(Excerpts of labeled region data)
= = = =

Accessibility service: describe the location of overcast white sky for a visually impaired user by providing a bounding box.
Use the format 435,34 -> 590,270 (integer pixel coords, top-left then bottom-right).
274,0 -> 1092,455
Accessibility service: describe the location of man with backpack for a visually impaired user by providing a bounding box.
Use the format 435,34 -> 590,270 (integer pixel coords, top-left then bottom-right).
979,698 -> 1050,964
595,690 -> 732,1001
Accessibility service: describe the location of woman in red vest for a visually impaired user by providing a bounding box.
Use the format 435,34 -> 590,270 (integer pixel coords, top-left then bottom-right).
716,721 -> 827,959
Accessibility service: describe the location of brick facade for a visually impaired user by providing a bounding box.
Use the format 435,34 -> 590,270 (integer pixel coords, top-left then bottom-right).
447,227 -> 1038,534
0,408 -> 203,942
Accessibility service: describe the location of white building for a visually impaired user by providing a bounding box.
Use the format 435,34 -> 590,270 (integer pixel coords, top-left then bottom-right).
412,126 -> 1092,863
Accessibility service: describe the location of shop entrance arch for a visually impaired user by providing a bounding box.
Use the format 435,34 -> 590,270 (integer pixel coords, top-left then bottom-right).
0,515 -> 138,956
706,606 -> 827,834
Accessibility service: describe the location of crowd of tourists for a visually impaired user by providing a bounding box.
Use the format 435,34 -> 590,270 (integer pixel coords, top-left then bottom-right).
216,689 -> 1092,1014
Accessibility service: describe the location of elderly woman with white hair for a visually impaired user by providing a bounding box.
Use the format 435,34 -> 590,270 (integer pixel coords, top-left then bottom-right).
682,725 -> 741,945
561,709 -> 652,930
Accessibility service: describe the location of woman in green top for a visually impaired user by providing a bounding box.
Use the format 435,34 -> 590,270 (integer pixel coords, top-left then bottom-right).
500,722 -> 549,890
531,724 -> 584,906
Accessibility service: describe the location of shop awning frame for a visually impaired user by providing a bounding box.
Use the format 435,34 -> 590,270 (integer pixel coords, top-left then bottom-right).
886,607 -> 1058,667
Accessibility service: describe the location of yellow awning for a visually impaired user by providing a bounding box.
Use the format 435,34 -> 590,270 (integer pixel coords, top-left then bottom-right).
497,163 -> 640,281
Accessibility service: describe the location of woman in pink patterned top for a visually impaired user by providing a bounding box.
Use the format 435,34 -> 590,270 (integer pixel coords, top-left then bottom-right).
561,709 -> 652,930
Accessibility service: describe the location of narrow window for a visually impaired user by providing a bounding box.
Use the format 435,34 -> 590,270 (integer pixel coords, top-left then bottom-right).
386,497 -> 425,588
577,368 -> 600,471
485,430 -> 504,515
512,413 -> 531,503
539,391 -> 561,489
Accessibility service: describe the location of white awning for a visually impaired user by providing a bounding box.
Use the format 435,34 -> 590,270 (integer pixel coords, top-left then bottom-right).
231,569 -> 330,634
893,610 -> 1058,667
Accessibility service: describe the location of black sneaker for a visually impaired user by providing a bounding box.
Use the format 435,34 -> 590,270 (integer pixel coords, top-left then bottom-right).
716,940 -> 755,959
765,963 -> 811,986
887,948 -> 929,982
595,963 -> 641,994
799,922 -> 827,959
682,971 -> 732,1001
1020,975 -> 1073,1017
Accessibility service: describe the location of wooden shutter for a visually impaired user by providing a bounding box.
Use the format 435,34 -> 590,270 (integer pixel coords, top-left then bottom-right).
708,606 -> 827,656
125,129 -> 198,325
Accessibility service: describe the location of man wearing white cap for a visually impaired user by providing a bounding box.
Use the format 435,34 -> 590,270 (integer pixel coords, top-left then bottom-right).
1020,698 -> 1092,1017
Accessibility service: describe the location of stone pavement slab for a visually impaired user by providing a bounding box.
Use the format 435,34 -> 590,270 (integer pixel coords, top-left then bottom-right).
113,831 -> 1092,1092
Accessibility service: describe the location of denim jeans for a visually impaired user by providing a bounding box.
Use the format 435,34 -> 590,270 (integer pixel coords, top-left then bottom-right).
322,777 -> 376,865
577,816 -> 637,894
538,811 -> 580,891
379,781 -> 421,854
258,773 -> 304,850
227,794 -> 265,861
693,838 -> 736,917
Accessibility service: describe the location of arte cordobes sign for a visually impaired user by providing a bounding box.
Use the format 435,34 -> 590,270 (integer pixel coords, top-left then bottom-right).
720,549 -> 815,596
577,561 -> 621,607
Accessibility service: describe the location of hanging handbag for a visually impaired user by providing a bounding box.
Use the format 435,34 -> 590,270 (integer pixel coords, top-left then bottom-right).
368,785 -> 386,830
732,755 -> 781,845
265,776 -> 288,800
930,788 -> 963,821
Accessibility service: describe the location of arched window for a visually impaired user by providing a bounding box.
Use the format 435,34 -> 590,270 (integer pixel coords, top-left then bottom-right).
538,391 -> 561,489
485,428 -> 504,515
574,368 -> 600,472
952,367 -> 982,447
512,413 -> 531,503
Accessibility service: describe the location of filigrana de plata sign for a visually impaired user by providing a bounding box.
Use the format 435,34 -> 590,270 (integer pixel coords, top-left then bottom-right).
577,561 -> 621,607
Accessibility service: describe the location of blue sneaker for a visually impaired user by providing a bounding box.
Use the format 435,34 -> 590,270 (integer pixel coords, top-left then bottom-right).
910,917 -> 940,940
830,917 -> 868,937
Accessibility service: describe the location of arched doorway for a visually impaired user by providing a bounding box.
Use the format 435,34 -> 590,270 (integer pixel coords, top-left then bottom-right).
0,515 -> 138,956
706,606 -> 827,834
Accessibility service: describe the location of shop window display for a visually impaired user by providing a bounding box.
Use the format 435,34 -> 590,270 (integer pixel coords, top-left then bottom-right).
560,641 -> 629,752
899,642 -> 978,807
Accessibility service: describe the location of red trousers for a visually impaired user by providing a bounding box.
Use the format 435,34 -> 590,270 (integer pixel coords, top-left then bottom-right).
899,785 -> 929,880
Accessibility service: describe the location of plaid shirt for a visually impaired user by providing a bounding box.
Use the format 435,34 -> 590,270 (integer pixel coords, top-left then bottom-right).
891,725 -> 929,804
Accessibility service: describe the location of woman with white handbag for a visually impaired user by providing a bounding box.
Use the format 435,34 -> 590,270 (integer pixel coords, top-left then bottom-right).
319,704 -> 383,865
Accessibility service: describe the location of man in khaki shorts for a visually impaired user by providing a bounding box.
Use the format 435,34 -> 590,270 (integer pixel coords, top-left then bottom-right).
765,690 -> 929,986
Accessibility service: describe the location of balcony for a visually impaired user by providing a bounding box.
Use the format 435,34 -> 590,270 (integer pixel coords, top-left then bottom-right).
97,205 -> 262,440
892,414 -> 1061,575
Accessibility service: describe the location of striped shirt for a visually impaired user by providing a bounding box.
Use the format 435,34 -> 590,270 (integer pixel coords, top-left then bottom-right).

= = = =

- [STATED EXERCISE]: Rewrite all of the rows above, switching every "visually impaired user" to "low-vision user" and leaving the rest of each row unchanged.

- [WRITTEN SOLUTION]:
Accessibility service: describe the location of overcast white sky for a low-vision user by providing a bounding box.
Use the format 435,34 -> 590,270 (integer pixel coords, top-left then bottom-right).
274,0 -> 1092,455
Accessibility service: describe the location of man with backpack for a low-vision user by providing a bounding box.
Use the format 435,34 -> 590,270 (integer pixel coords, top-left then bottom-right).
979,698 -> 1050,964
595,690 -> 732,1001
Accessibility service: describe the location of woman in red vest for a low-vision user by providing a bounding box.
Use the format 435,34 -> 590,270 (integer pixel coords, top-left then bottom-right).
716,721 -> 827,959
Accessibility service: describe the location of brick facade for a low-vision user by providing a bounding box.
Use the format 435,34 -> 590,270 (integer pixel coords, top-left then bottom-right).
447,227 -> 1038,534
0,408 -> 203,942
Accessibility service: describe the location of white building for a low-vision user by providing a bounding box.
Use the format 435,34 -> 590,270 (integer pixel coords, top-left then bottom-right).
412,126 -> 1092,863
Accessibility service: describe the location of shop entrance arch for a low-vision user by providing a bounding box.
Use the format 435,34 -> 590,270 (integer pixel coords, top-left then bottom-right).
0,515 -> 138,956
706,606 -> 827,834
Accessibility service: describe the location of crowd of tourists for a low-vision user by providing a bounding box.
Use the format 435,34 -> 590,270 (integer pixel coords, top-left then bottom-right).
216,689 -> 1092,1014
Accessibility service: describe the location of elderly woman with white hair for a low-vision user by providing a bounding box.
Use the format 435,34 -> 590,270 (integer pixel coords, top-left then bottom-right).
682,725 -> 741,945
561,709 -> 652,930
Accessibility service: describe the location of woman in green top for a low-vision user by providing a bounding box.
Use the format 435,34 -> 590,270 (integer pixel coords, top-left then bottom-right).
500,722 -> 549,890
531,724 -> 584,906
Accessibility service: describe the location of shop awning frame for a low-vision user by providing a bounding box.
Use the format 435,34 -> 590,270 (integer pixel coords, top-left then bottom-right).
886,607 -> 1058,667
Accessibility service: describe the location of yellow awning for a low-vision user by providing a bounding box.
Use the format 435,34 -> 590,270 (integer pixel coords, top-left then bottom-right).
497,163 -> 640,281
Accessibility service: describe the location of woman in pink patterned top for a low-vision user by providing a bounding box.
Use the format 435,34 -> 590,270 (integer pixel coords, top-left then bottom-right).
561,709 -> 652,930
Accessibility service: describe the location of narrow window for a low-vision user by providing a bounding box.
Use the format 435,34 -> 590,270 (integer pixel coords, top-left then bottom-right).
386,497 -> 425,588
577,368 -> 600,471
485,430 -> 504,515
512,413 -> 531,503
539,391 -> 561,489
Accessibility service: describe the location of white awning for a low-vision user by providing a bounding box.
Use the format 435,34 -> 590,270 (integer pixel coords, top-left then bottom-right).
231,569 -> 330,634
893,610 -> 1058,667
Accessibility service: describe the location of black sneaker for a low-vision user by providing a bounding box.
Use the format 435,34 -> 590,270 (integer pixel coords, top-left then bottom-right).
716,940 -> 755,959
765,963 -> 811,986
887,948 -> 929,982
595,963 -> 641,994
799,922 -> 827,959
682,971 -> 732,1001
1020,975 -> 1073,1017
Accessibility service: describe the location of wooden shutter for a low-vision user by providing a bounding box.
Use the format 435,34 -> 590,270 (integer pixel coords, top-left then bottom-right).
708,606 -> 827,656
125,129 -> 198,325
Accessibility service: describe the location of man wearing white cap for a low-vision user by providing a bounding box.
Use the format 435,34 -> 590,270 (integer pixel coords, top-left then bottom-right).
1020,698 -> 1092,1017
Accessibility service: describe the location of stone pavement slab for a low-vision user by providing a bounding box.
Use the format 435,34 -> 590,270 (integer pixel coords, top-left then bottom-right).
113,831 -> 1092,1092
Accessibility service: describe the location of denim jeans for a low-vision user by providing a bounding box.
Use the format 435,34 -> 590,270 (integer pixel coords, top-left then bottom-right).
322,777 -> 376,865
577,816 -> 637,894
538,811 -> 580,891
379,781 -> 421,854
258,773 -> 304,850
227,794 -> 265,861
693,838 -> 736,917
Accessibility service: describe the location of arte cordobes sign for a low-vision user by providing a bounding box.
Use the format 435,34 -> 590,270 (integer pixel coords, top-left then bottom-right).
720,549 -> 815,596
577,561 -> 621,607
Accessibility service: describe the location of hanging handbag for a low-vision user by providing a bounding box.
Use the format 435,34 -> 590,270 (integer pixel coords, top-left then bottom-right).
368,785 -> 386,830
732,755 -> 781,845
265,776 -> 288,800
930,788 -> 963,821
Accessibility service: describe the location of arched window for a low-vision user by providing a bounding box.
Use the format 435,34 -> 590,270 (integer pixel coords, top-left then bottom-right).
538,391 -> 561,489
485,428 -> 504,515
574,368 -> 600,472
952,367 -> 982,447
512,413 -> 531,503
Accessibility service: describe the location of filigrana de plata sign for a low-vision user by providing a bounding box.
Use the format 435,34 -> 590,270 (integer pixel coords, top-left then bottom-right).
577,561 -> 621,607
Accessibility service: describe the location of blue sneaker for a low-vision user by providing a bounding box.
Use the format 435,34 -> 590,270 (integer pixel coords, top-left then bottom-right).
910,917 -> 940,940
830,917 -> 868,937
Accessibility service: describe the location of arched doorway for a low-vision user by providing a bounding box.
Use the format 435,34 -> 590,270 (integer pixel coords, top-left then bottom-right).
0,515 -> 138,956
706,606 -> 827,834
Accessibility service: describe the location of shop window display for a low-vision user by providing a bounding box.
Use the format 435,34 -> 590,270 (integer pixel coords, top-left then bottom-right).
560,641 -> 629,752
899,642 -> 978,807
Accessibility service: describe the location of red trousers for a low-vision user by providing a bounding box.
Use the format 435,34 -> 590,270 (integer pixel coords, top-left then bottom-right).
899,785 -> 929,880
Accessibility service: describe the location of plaid shirt for a low-vision user by providing a bounding box.
Use the format 435,34 -> 590,270 (integer pixel coords, top-left then bottom-right).
891,725 -> 929,804
Accessibility service: describe the location of woman with white handbag for a low-vision user by providing a bounding box.
Use the format 435,34 -> 590,270 (integer pixel coords, top-left then bottom-right).
319,704 -> 383,865
Accessibility service: describe the location of man in khaki shorts for a low-vision user by providing a bounding box.
Use the format 435,34 -> 590,270 (integer pixel coords, top-left then bottom-right).
765,690 -> 929,986
Accessibility service: describe the location of balcony for a low-vision user by providing a bounding box.
Use the format 435,34 -> 590,270 (integer pixel coords, top-left then bottom-right).
97,205 -> 262,440
892,414 -> 1061,575
Accessibility service: describe the location of striped shirt for a low-vision user by providing a bounding box.
Use the format 435,34 -> 590,270 (integer pixel coords, top-left then bottom-right).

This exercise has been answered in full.